- _JOB_
Filter the records below, keeping every line that contains the word "horse"; treat uppercase and lowercase as distinct.

- _ENTRIES PROVIDED_
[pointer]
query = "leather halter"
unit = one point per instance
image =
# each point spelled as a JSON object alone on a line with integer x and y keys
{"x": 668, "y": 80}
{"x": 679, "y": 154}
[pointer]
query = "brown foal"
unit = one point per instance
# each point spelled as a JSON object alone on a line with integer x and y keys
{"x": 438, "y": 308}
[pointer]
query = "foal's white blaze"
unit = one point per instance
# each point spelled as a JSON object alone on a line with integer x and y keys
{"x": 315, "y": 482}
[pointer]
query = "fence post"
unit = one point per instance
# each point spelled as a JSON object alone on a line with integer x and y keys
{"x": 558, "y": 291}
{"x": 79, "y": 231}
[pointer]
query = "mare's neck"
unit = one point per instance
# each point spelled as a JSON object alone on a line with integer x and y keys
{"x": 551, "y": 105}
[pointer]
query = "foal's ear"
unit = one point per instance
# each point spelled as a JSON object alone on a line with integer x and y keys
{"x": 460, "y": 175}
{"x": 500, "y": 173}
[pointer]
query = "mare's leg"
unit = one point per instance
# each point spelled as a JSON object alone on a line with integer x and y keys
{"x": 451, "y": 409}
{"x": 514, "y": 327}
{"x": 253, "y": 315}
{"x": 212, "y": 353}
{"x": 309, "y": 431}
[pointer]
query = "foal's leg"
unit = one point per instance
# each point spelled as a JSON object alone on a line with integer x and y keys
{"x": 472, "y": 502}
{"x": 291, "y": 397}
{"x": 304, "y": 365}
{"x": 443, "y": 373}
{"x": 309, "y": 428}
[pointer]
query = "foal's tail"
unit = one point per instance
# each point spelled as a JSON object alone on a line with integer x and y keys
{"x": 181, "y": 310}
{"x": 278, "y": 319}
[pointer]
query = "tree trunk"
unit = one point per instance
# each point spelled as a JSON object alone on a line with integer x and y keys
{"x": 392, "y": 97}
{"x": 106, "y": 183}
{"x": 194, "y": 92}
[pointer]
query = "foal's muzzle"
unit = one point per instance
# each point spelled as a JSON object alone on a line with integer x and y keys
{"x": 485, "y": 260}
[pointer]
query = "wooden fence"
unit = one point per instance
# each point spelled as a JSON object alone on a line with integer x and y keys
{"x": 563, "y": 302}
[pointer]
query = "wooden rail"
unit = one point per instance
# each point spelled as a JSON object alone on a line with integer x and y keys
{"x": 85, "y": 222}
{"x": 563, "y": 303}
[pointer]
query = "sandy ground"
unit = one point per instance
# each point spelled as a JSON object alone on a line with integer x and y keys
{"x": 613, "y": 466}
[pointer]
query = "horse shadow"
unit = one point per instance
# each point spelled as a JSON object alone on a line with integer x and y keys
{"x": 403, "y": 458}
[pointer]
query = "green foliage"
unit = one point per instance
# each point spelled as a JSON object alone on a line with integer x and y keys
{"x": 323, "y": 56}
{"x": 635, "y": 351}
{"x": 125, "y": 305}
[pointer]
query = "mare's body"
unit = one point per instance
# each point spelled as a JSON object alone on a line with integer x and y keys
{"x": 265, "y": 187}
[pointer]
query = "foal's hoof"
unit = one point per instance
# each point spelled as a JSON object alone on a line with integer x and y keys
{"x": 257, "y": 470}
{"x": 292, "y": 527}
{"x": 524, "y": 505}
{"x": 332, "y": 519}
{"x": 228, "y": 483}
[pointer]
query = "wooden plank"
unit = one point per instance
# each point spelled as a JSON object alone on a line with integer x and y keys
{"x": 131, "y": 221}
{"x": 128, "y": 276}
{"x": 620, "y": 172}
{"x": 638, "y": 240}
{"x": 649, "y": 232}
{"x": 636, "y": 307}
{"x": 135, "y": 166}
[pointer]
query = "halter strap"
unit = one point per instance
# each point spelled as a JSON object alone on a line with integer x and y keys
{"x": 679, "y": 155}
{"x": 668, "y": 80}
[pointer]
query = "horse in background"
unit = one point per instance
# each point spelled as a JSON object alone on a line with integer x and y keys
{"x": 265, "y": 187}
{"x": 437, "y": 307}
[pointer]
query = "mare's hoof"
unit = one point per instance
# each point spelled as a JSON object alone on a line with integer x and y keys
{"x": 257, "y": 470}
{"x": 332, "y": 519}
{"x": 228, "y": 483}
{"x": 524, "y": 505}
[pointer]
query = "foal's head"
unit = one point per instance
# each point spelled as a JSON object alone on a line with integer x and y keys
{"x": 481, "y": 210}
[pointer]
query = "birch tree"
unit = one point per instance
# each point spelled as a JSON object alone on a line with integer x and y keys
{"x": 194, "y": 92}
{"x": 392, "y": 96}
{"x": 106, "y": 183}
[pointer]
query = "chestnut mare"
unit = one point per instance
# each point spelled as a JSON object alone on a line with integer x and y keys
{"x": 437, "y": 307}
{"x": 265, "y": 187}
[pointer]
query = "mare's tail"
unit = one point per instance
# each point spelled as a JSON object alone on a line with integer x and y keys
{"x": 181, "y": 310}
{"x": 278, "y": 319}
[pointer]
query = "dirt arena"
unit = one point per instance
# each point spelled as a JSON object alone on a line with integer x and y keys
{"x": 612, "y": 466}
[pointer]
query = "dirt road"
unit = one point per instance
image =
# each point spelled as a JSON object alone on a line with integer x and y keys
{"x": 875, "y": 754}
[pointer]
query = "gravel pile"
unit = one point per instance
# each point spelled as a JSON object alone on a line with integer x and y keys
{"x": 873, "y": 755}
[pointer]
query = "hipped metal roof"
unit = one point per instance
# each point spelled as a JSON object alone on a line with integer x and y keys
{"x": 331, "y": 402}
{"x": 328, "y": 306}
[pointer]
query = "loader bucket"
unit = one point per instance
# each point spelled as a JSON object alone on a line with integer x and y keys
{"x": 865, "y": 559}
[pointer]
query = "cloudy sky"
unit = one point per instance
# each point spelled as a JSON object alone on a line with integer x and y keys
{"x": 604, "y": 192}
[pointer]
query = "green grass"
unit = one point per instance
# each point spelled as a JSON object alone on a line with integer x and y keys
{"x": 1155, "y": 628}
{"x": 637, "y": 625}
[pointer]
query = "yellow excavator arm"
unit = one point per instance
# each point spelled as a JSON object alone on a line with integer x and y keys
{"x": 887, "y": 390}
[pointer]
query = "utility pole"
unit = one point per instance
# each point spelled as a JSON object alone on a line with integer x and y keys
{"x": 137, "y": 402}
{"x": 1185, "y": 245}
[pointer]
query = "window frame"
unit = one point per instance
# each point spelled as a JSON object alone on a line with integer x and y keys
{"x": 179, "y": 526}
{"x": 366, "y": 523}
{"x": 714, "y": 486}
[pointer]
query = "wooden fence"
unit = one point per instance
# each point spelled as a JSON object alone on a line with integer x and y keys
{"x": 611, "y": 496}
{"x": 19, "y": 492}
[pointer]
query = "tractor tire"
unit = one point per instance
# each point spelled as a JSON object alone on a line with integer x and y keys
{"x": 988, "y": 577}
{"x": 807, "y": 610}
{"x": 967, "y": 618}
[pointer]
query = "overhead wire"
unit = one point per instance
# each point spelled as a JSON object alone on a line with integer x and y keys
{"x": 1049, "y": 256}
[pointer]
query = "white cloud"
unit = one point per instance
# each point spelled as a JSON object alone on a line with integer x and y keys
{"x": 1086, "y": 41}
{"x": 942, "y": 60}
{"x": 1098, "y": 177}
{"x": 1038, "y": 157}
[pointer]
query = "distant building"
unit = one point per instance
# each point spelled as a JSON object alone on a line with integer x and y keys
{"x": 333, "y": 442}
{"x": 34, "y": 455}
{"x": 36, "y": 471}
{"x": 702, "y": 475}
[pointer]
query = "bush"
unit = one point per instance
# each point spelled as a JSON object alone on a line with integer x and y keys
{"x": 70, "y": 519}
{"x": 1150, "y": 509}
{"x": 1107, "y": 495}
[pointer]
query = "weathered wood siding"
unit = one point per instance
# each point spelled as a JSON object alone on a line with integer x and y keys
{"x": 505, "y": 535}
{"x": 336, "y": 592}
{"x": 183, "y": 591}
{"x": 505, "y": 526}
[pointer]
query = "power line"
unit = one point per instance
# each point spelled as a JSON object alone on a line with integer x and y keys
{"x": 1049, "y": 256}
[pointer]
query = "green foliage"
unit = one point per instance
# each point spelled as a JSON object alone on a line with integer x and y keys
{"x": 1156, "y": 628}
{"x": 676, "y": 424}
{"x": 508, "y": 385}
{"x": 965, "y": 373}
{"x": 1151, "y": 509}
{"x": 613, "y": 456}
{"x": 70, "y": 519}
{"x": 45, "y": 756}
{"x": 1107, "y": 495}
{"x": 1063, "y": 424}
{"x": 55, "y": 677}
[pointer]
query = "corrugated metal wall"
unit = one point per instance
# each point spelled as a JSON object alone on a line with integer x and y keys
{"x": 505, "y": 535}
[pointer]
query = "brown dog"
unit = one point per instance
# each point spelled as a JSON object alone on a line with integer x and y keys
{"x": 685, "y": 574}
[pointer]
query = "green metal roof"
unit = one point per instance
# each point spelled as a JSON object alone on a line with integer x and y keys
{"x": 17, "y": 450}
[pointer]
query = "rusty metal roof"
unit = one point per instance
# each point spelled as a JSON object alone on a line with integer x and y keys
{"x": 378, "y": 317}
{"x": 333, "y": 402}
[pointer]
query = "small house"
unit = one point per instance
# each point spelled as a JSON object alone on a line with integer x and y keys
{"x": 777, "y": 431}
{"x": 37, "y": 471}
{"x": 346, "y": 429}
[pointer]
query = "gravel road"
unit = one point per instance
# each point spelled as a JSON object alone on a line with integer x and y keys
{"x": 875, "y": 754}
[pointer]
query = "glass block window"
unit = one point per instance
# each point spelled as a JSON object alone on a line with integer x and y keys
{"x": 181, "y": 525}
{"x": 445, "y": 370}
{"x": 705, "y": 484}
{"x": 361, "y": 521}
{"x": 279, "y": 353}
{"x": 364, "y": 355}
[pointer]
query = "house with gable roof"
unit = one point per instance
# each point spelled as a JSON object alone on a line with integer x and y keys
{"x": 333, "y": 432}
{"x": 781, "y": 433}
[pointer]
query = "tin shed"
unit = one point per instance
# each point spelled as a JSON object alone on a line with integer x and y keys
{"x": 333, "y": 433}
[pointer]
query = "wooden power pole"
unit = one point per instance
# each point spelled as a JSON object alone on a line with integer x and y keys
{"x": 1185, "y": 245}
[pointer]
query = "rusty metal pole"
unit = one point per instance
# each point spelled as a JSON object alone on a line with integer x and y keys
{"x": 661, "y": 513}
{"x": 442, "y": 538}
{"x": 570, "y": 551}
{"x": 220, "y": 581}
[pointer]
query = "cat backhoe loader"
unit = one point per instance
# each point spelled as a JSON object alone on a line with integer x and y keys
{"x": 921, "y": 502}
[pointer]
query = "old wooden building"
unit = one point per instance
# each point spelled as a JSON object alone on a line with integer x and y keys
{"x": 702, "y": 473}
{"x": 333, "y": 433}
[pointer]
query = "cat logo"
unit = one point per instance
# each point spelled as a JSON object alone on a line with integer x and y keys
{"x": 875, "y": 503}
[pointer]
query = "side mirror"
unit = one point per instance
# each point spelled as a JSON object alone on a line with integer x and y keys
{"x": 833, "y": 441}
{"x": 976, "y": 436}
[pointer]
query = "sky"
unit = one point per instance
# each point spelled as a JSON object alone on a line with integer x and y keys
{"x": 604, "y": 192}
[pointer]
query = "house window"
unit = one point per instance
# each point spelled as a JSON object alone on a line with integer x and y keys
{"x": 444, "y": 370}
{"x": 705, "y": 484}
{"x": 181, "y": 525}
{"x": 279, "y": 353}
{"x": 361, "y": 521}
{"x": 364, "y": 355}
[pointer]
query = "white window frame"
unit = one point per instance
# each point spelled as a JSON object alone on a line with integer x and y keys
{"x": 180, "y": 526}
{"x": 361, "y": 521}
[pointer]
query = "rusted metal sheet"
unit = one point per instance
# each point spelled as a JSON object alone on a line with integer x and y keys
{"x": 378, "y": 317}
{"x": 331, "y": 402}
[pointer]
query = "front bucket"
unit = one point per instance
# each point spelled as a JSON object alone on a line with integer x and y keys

- _WRITTEN ANSWER_
query = "horse shadow"
query = "horse in background"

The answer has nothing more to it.